SELECTED PASSAGE:
= = =

Office space may need to be reserved in advance

Employers that won't have their full workforce returning at once are reconfiguring workspaces to use the space most efficiently. With this on-site change, remote workers who come to the office only periodically might be required to book their office space in advance. Condeco Software, an office management technology firm, says employers should set up an online platform for workers to see what work areas are available for their use and where other team members are situated.         

HR technology will expand

A survey of HR leaders reports that their budgets jumped between 2020 and 2021, much of it earmarked for new technology, with 51% of respondents expecting to integrate a new technology solution in the next 12 months. As workers begin to come back to the office, HR departments will still be saddled with navigating the many compliance, tax and payroll questions associated with remote workers. The acquisition and onboarding of a geographically diverse set of new employees will also add to HR burdens. Deel, Remote and Oyster are just a few companies that help manage these complexities.  

Communications may take longer

The advantage of being able to discuss a project with a fellow on-site employee or to get your question answered immediately in a quick hallway meeting won't exist with a partially returned workforce, affecting how employees communicate. Some online communication platforms have already picked up on this trend and made changes. Slack, for example, is experimenting with asynchronous communication features, like "do not disturb" notifications and prerecorded video messages. Employers may need to establish new protocols to keep communications flowing.

Cybersecurity will remain an ongoing priority

One thing that will not change as employees return, in whole or in part, is the ever-present threat of cyberattacks. It is essential for companies to have firm cybersecurity protocols and make sure that employees are regularly drilled—especially as some employees work remotely. Commonsense precautions such as banning employees from working on personal devices and setting up multi-part authentication passwords are more important than ever in cutting down your risk and protecting your intellectual property.

The transition back to a full or partial returning workforce will have unexpected bumps. Being aware of even some of the challenges and preparing for them now can help you and your employees make the transition smoother.

= = =

GIVEN INFORMATION:
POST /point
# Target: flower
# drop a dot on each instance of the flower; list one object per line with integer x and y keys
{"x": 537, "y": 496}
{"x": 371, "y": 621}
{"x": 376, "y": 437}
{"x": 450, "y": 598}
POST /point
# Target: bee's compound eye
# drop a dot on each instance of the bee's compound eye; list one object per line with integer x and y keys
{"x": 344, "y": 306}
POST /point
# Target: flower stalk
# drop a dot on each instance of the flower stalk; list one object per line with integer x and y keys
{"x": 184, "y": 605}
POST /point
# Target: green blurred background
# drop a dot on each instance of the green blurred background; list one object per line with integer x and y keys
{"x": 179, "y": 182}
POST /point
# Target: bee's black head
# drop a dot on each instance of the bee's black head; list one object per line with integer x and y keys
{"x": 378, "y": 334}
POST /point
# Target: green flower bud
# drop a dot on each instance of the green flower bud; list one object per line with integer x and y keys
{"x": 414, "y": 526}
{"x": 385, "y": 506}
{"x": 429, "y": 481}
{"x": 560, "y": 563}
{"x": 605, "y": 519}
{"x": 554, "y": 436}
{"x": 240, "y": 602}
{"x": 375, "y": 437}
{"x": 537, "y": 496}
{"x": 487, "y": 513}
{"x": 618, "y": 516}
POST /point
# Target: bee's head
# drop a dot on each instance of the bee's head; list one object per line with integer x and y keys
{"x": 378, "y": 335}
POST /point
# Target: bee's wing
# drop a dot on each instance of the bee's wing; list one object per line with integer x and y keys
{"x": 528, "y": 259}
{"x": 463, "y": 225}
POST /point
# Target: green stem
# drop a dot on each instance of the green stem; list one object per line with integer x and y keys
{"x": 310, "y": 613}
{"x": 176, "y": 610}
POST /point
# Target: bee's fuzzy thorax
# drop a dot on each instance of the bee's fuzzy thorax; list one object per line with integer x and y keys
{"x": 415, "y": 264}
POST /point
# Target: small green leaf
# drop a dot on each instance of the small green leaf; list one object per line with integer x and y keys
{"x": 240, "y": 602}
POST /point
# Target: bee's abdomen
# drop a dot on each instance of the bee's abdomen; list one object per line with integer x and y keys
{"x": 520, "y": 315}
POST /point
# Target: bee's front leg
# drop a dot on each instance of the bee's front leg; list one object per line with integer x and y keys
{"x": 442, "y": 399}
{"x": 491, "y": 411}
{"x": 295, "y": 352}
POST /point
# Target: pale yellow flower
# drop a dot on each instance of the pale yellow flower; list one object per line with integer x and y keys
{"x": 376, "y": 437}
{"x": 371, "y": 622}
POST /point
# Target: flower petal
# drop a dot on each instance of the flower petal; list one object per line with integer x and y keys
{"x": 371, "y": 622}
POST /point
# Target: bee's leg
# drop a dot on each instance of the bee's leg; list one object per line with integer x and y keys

= = =

TASK INSTRUCTIONS:
1) For each statement below, say whether it agrees with the return-to-office text, answering yes or no and quoting the words of the text that decide it. (a) Condeco Software is described as an office management technology firm. (b) Slack has stopped offering "do not disturb" notifications. (c) HR leaders reported that their budgets fell between 2020 and 2021.
2) Edit the return-to-office text, starting with "HR technology will" and going on through "manage these complexities.", and replace "HR" with "human resources" throughout that part.
The entries have nothing to do with the return-to-office text.

SOLUTIONS TO THE PROBLEMS:
1)
(a) Yes: "Condeco Software, an office management technology firm"
(b) No: "Slack, for example, is experimenting with asynchronous communication features, like "do not disturb" notifications and prerecorded video messages."
(c) No: "their budgets jumped between 2020 and 2021"

2)
human resources technology will expand

A survey of human resources leaders reports that their budgets jumped between 2020 and 2021, much of it earmarked for new technology, with 51% of respondents expecting to integrate a new technology solution in the next 12 months. As workers begin to come back to the office, human resources departments will still be saddled with navigating the many compliance, tax and payroll questions associated with remote workers. The acquisition and onboarding of a geographically diverse set of new employees will also add to human resources burdens. Deel, Remote and Oyster are just a few companies that help manage these complexities.